Work order »
Please write out each entry below exactly as it appears.

Extracted entries »
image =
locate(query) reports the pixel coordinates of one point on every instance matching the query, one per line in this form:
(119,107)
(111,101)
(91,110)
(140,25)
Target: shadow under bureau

Response »
image =
locate(query) reports the pixel coordinates of one point on every instance matching the query, one per line in this form:
(119,107)
(111,101)
(91,110)
(140,25)
Target: shadow under bureau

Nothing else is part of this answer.